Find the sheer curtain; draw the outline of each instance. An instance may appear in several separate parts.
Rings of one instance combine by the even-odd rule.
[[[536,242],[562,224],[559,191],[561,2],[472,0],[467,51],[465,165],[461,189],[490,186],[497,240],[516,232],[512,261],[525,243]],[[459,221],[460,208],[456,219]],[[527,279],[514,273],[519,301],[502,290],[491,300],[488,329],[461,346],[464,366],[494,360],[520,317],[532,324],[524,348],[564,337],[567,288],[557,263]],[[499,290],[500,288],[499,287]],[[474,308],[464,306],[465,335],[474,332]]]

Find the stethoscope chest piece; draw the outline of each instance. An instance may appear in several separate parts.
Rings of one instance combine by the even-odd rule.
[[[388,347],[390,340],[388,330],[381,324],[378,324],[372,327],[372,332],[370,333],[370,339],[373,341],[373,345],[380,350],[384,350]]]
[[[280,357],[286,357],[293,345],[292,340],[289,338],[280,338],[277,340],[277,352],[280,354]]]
= = = =
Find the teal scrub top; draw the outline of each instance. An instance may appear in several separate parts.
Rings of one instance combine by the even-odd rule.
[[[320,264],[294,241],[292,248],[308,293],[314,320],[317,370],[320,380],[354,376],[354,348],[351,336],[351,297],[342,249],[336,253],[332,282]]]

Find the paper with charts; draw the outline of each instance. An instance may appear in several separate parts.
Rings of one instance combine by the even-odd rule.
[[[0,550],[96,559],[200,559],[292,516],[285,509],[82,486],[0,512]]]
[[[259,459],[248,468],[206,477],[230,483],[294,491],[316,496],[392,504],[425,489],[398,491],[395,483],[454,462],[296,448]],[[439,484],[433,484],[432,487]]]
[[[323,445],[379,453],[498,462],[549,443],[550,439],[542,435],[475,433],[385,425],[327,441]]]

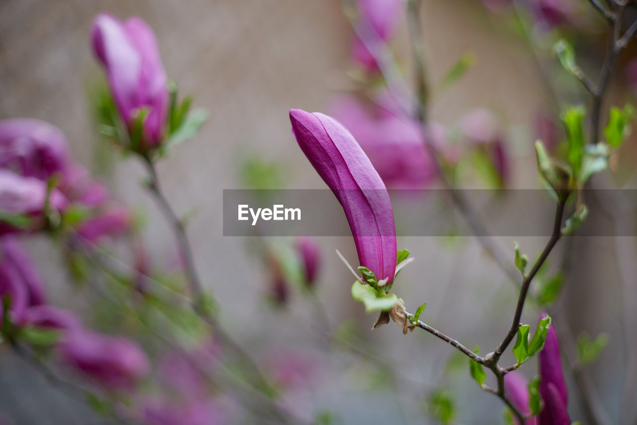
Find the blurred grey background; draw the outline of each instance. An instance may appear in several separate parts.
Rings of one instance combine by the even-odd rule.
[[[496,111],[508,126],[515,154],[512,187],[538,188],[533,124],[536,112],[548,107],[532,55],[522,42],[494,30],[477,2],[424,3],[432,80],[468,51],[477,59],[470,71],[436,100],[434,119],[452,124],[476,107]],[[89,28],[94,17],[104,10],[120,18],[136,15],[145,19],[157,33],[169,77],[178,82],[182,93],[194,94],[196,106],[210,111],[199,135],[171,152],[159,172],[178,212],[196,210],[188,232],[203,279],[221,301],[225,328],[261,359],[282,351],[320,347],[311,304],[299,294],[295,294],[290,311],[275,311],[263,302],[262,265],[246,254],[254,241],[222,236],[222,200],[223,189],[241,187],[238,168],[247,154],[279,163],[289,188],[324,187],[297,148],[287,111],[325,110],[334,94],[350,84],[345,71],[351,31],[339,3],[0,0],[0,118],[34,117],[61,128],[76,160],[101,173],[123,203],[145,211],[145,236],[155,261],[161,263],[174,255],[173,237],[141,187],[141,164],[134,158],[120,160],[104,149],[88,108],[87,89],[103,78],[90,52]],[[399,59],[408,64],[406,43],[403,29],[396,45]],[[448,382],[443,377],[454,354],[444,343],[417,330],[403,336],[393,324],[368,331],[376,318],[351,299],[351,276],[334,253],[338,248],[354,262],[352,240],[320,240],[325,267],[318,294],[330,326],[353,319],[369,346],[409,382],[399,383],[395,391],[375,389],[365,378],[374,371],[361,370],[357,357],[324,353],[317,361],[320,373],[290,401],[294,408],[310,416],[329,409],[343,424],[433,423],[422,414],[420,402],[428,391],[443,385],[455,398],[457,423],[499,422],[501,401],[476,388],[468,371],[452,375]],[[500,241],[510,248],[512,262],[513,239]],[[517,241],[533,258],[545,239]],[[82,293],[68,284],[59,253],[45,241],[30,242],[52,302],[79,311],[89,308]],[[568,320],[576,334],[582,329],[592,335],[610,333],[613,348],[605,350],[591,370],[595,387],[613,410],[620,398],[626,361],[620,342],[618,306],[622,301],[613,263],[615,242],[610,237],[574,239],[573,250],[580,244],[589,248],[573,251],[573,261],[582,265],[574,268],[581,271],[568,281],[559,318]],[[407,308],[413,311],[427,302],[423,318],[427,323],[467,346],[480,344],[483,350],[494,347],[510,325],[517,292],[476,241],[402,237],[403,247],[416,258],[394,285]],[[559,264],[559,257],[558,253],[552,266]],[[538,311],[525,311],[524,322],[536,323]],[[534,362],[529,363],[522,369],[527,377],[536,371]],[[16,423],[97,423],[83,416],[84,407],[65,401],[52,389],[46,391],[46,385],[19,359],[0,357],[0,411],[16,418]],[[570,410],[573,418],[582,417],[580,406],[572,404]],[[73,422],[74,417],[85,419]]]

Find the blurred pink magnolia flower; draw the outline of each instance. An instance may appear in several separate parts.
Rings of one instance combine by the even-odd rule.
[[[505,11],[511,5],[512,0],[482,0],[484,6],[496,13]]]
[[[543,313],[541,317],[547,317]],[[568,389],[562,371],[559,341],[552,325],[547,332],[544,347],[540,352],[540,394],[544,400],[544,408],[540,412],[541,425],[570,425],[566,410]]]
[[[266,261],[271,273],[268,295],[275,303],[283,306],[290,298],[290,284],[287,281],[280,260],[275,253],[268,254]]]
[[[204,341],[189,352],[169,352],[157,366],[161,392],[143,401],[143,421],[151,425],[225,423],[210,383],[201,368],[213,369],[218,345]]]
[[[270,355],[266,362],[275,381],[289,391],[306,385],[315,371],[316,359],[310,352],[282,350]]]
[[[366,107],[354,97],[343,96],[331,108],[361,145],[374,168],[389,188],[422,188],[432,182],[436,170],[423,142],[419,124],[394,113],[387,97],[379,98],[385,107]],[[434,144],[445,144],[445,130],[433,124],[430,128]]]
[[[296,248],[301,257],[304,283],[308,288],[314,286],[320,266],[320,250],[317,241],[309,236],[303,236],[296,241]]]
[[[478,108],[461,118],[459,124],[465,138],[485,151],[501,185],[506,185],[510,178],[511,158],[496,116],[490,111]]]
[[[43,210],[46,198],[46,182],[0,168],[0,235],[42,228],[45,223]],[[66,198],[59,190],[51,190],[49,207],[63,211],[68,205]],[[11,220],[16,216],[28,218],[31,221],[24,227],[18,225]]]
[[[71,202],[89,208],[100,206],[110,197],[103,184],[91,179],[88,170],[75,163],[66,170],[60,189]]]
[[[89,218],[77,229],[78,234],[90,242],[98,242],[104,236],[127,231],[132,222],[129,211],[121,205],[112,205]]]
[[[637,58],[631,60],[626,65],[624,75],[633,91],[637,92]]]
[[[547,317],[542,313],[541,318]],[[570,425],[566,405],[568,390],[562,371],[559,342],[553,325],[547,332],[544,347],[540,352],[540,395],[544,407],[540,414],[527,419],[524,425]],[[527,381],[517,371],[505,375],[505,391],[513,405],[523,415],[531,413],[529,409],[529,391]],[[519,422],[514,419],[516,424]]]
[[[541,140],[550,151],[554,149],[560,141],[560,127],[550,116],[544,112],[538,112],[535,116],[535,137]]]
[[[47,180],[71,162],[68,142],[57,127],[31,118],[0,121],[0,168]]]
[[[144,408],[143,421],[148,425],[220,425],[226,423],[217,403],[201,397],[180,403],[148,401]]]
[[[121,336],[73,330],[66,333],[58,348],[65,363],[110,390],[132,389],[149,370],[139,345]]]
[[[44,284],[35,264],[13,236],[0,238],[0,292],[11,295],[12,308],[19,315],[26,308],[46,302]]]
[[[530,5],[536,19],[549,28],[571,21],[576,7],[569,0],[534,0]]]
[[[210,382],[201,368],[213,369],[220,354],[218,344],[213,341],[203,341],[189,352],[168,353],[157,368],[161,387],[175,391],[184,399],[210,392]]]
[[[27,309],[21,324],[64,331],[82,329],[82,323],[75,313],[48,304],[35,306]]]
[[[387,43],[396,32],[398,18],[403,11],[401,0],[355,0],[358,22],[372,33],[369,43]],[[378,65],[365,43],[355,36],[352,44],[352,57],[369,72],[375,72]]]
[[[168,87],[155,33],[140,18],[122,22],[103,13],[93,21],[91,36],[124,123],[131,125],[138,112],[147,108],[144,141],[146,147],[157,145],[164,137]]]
= = = =
> Problem to work on:
Reproduce verbatim the records beginning with the line containing "Find the blurred pink" and ending with the line containing "[[[505,11],[511,5],[512,0],[482,0],[484,6],[496,13]]]", including both of those lines.

> Right answer:
Find the blurred pink magnolia flower; draw the outline of each instance. An instance may appear in several separate parts.
Rings of one instance combine by the even-odd rule.
[[[505,11],[511,5],[512,0],[482,0],[484,6],[496,13]]]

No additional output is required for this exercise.